-- start TEXT BLOCK --
1400 Union Meeting Road

Blue Bell, PA 19422

Phone: 215-619-2700

Shareholder Contacts:

Ian J. Harvie of C&D: 215-619-7835

FOR IMMEDIATE RELEASE

C&D Technologies Announces Plan for Reverse Stock Split

BLUE BELL, Pa., January 31, 2011 /PRNewswire-FirstCall/ — C&D Technologies, Inc. announced today that on January 26, 2011, the Board of Directors of C&D Technologies, Inc. (the “Board” and the “Company”, respectively) approved and recommended, and on January 31, 2011, the Majority Stockholder of the Company’s common stock representing 65.2% of the Company’s issued and outstanding voting securities, approved by written consent pursuant to Section 228 of the General Corporation Law of the State of Delaware, the corporate actions listed below (the “Corporate Actions”). The Company will file an Information Statement on Schedule 14C (the “Information Statement”) with the Securities and Exchange Commission, in accordance with its obligations under federal securities laws as promptly as is reasonably practicable. Corporate Action 1 and Corporate Action 2 described below will not be effective until a minimum of 20 calendar days after the mailing of the Information Statement to our stockholders. The Information Statement will describe all of the Corporate Actions in detail.

Corporate Action 1: Amendment to Certificate of Incorporation

Having received the consent of the Majority Stockholder, an amendment to the Company’s amended and restated certificate of incorporation (the “Amended and Restated Certificate of Incorporation”) to decrease the number of authorized shares of the Company’s common stock, par value $.01 per share (“Common Stock”), from 600,000,000 to 25,000,000 was duly approved by our stockholders. The Amended and Restated Certificate of Incorporation will not be effective until a minimum of 20 calendar days after the mailing of the Information Statement to our stockholders.

Corporate Action 2: Reverse Stock Split

Having received the consent of the Majority Stockholder, an amendment to the Amended and Restated Certificate of Incorporation to effect a reverse stock split of the issued and outstanding and treasury shares of Common Stock at a ratio of


1-for-35, pursuant to which each 35 shares of the issued and outstanding and treasury shares of Common Stock will be combined and reclassified into 1 share of Common Stock, was duly approved by our stockholders. Each stockholder otherwise entitled to receive a fractional share of common stock as a result of the reverse stock split will receive one full share of common stock in lieu of the Company issuing such fractional share or paying cash in respect thereof. The amendment to the Amended and Restated Certificate of Incorporation effecting the reverse stock split of the issued and outstanding and treasury shares of Common Stock at a ratio of 1-for-35 will not be effective until a minimum of 20 calendar days after the mailing of the Information Statement to our stockholders.
-- end TEXT BLOCK --
SHORT EXERCISE 1:
According to the press release, to what number will the company's authorized shares of common stock be decreased?
The press release and the records that follow it are unrelated material.
-- start ROWS --
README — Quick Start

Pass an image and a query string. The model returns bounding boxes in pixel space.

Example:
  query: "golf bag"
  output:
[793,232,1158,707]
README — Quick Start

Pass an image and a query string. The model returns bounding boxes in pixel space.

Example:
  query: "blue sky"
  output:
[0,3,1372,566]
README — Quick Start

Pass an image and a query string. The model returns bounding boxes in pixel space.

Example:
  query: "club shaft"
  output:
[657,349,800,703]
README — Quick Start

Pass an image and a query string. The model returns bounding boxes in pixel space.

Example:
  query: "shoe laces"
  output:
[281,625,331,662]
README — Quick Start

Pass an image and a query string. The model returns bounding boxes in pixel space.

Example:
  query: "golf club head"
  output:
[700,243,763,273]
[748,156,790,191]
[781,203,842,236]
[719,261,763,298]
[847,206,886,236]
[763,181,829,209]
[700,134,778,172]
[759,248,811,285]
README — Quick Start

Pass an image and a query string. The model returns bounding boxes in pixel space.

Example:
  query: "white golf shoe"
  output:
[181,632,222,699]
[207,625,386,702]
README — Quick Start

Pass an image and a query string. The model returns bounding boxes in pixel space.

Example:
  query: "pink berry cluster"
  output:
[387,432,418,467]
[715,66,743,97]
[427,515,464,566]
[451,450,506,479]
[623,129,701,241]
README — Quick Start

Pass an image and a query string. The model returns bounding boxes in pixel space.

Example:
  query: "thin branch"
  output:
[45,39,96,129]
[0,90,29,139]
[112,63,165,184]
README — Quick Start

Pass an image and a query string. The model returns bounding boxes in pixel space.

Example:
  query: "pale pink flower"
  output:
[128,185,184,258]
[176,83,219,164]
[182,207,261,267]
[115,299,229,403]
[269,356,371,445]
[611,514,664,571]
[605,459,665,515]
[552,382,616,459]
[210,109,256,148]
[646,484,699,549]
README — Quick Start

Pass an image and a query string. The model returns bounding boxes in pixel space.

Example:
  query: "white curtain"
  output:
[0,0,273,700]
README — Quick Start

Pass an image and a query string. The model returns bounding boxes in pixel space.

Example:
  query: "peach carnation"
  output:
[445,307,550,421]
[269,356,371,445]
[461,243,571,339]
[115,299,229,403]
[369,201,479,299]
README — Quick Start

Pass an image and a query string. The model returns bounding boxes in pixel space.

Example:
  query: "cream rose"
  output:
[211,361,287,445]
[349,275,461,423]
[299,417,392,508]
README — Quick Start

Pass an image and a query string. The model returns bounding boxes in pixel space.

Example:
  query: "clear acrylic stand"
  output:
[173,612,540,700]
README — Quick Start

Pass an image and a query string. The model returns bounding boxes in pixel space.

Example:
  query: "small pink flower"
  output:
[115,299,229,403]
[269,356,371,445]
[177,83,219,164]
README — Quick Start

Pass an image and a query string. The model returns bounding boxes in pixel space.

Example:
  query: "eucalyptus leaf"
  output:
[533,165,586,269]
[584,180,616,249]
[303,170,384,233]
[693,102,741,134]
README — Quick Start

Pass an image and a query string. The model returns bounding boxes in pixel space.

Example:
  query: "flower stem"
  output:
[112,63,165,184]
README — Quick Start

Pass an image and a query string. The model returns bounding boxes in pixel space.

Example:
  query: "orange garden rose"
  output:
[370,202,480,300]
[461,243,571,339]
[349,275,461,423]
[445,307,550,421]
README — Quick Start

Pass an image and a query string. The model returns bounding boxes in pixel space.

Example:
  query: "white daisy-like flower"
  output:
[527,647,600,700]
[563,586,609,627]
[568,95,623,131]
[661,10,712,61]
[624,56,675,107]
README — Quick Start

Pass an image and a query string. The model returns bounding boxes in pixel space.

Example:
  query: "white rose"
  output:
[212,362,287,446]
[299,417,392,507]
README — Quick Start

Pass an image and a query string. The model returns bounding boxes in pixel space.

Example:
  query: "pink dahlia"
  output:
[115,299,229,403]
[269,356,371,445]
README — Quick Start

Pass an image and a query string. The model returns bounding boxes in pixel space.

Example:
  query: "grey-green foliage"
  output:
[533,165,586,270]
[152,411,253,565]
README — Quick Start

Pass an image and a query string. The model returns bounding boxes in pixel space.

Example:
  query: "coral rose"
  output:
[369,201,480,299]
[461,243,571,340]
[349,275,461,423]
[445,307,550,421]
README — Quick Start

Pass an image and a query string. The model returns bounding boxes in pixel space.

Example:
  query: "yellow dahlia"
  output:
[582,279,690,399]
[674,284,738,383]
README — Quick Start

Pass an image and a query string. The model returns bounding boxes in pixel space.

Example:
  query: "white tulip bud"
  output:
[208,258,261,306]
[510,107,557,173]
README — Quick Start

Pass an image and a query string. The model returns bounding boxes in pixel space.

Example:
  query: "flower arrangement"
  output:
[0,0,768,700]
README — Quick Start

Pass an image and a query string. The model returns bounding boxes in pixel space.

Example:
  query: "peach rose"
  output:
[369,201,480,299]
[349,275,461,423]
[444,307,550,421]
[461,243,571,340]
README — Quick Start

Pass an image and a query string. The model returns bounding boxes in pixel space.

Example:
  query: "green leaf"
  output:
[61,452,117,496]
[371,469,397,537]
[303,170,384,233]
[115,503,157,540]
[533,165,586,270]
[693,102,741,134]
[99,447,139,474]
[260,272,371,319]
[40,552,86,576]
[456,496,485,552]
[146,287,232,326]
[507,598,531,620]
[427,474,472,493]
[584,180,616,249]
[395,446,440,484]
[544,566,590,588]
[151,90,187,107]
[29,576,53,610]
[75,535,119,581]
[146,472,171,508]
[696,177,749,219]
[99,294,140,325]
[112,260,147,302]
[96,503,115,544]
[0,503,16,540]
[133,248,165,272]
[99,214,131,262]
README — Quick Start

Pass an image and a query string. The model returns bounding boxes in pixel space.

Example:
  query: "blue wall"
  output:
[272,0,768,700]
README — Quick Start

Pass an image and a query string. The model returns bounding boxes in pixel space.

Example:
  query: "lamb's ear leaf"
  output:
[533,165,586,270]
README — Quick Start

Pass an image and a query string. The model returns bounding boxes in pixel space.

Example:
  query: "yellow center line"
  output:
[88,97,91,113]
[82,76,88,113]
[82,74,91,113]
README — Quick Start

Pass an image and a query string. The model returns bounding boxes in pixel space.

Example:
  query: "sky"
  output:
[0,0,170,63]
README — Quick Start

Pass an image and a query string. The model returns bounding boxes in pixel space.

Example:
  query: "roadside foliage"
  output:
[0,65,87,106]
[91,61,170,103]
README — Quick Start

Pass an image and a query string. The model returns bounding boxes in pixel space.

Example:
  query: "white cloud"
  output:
-- end ROWS --
SHORT EXERCISE 2:
Print the records from their first line through the line containing "[657,349,800,703]", including both of those lines.

CORRECT OUTPUT 1:
25,000,000

CORRECT OUTPUT 2:
README — Quick Start

Pass an image and a query string. The model returns bounding boxes in pixel space.

Example:
  query: "golf bag"
  output:
[793,232,1158,707]
README — Quick Start

Pass an image and a query string. The model returns bounding boxes in pixel space.

Example:
  query: "blue sky"
  output:
[0,3,1372,566]
README — Quick Start

Pass an image and a query string. The model returns bounding boxes in pixel space.

Example:
  query: "club shaft"
  output:
[657,349,800,703]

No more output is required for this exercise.